◆ READING PASSAGE

★ ★ ★ ★ ★

And his optimism is well-placed. A full plane of 180 passengers was sitting on the runway waiting for us as we boarded at 9.10am last Thursday.

In its own small way, the experience lent credence to suggestions that Shell wields an awful lot of influence in the country, in particular in the Niger Delta where most of its oil operations are based.

In the most high-profile case of Shell’s alleged influence, the company paid out £9.6m in 2009, without admitting guilt, to settle a case accusing it of complicity in the execution of the environmental activist Ken Saro-Wiwa and eight other leaders of the Ogoni tribe in the Niger Delta.

More recently, in WikiLeaks revelations in December 2010, a senior Shell executive in Nigeria apparently boasted to US diplomats that the company had seconded employees to every relevant department and so knew “everything that was being done in those ministries”. At the time, Shell denounced the leaked cables as “absolutely untrue, an absolute falsehood and utterly misleading” – a stance that has not changed.

Whatever the true extent of Shell’s influence in Nigeria, there is no doubt that the company is working hard to improve its public image – and to strengthen its standing with the government – as it eyes up lucrative offshore oil exploration contracts.

Nnimmo Bassey, the executive director of Friends of the Earth in Nigeria, said: “Shell has huge influence over the Nigerian government. But Shell is painting itself as a victim and as a benefactor as it positions itself to win lucrative offshore oil contracts. It is doing all it can to put the blame for oil pollution on the victims when it should be on Shell.” In its role as benefactor, in 2010 Shell pumped $59.8m (£37m) into local projects in the Niger Delta such as hospitals and schools, as required by law as a term of its licences. It also threw an additional $19.7m into development projects that it didn’t have to, and paid $18m into a rehabilitation fund.

★ ★ ★ ★ ★

Dataset entries:
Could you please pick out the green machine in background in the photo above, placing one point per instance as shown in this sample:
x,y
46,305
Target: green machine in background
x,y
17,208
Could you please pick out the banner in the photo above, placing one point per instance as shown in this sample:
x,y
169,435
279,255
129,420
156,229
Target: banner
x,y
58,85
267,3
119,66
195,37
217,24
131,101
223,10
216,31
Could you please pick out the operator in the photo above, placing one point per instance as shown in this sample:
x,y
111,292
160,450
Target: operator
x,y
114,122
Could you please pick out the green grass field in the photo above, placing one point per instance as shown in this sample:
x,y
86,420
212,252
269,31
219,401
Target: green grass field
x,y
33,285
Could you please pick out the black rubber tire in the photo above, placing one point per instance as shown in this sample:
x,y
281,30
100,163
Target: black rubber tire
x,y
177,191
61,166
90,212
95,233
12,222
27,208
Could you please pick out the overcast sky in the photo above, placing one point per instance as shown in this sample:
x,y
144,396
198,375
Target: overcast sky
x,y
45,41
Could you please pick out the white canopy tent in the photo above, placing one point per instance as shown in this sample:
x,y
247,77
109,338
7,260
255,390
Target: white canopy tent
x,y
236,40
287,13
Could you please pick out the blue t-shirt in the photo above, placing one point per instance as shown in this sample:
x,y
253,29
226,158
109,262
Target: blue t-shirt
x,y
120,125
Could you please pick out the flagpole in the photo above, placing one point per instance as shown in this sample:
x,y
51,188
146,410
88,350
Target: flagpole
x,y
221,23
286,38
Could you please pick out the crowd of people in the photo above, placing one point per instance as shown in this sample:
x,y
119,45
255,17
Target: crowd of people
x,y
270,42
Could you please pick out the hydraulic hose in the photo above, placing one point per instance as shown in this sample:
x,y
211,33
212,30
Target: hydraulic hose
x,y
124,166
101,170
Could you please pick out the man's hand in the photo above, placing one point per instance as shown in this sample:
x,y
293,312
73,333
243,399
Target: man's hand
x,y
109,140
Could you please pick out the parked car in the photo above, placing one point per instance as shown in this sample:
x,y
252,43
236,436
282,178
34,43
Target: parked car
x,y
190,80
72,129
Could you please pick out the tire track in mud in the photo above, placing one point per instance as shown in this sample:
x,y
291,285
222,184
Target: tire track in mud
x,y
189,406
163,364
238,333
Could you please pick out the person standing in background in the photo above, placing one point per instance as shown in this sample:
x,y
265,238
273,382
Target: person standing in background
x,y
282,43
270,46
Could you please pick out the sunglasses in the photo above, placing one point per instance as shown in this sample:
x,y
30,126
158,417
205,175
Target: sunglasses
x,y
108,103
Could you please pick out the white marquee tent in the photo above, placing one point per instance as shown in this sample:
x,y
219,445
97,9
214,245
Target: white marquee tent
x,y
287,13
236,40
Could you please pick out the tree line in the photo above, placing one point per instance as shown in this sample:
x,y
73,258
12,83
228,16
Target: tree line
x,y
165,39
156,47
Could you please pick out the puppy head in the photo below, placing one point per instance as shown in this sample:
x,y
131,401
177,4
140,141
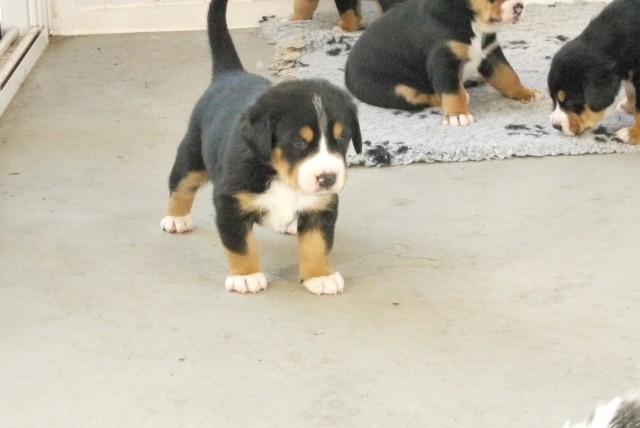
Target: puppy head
x,y
302,128
496,12
583,87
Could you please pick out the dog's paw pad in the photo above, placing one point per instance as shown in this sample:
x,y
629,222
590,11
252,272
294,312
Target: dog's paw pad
x,y
626,106
242,283
458,120
330,284
173,224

★ ★ ★ ★ ★

◆ TASK INSTRUCTIONS
a) Condense the paragraph beginning "Nnimmo Bassey, the executive director" from the article on Shell in Nigeria into a bulleted list that keeps its main facts.
b) Carry on the article about Shell's influence in Nigeria from where it stops.

◆ ANSWERS TO THE PROBLEMS
a)
- Nnimmo Bassey, executive director of Friends of the Earth in Nigeria, says Shell has huge influence over the Nigerian government.
- He says Shell presents itself as a victim and a benefactor while positioning itself to win lucrative offshore oil contracts.
- He says Shell is trying to blame the victims for oil pollution when the blame should fall on Shell.
- In 2010 Shell put $59.8m (£37m) into local Niger Delta projects such as hospitals and schools, as its licences legally require.
- It also spent an additional $19.7m on development projects that it was not required to fund.
- It paid $18m into a rehabilitation fund.

b)
Not that this impresses Mr Bassey much. “While any new hospital is to be welcomed, the amount of money it costs pales into insignificance compared with how much they can make from the oil,” he said.

Shell has also contributed about $10bn to the government’s coffers in the past five years in the form of royalties, taxes and other fees.

When Shell flew us journalists over the Niger Delta by helicopter to inspect a series of oil spills, it was at pains to emphasise that about 70 per cent of recorded spills these days are down to theft from, and sabotage of, its ellheads and pipelines. Shell claims this costs the Nigerian joint venture, which it runs and in which it has a 30 per cent stake, up to 100,000 barrels of lost oil a day – worth $4.5bn a year at today’s prices.

Shell’s prominence as the country’s first and biggest oil producer makes it well placed to win some of the new exploration contracts that will be coming available in the deep waters off the coast of Nigeria – a fledgling oil province which Shell and other oil majors have high hopes for.

And Shell’s prominence may also give the company a loud voice in the crucial debate over a giant new bill the Nigerian government is putting together that will, among other things, modify the contract terms of deepwater oil production.

Current contracts are very generous to the existing offshore producers – as the government sought to attract oil companies into uncharted territory – but analysts say it is inevitable that licence terms will worsen, now that the area’s potential has been proven.

But it remains to be seen how the terms will change. Further offshore development is on hold, together with the sale of new exploration licences, until potential investors can be more certain about their likely returns.

Mutiu Sunmonu, Shell’s country chairman for Nigeria, said he was hopeful that the new oil bill could be finalised by the end of the year.

Shell is the pioneer and leading player in Nigeria’s offshore oil industry, having set up in 2005 the country’s first offshore operation – the Bonga floating production storage and offloading vessel.

If the company has its way – and assuming the new bill doesn’t dilute potential returns too much – this will be the first in a series of offshore projects.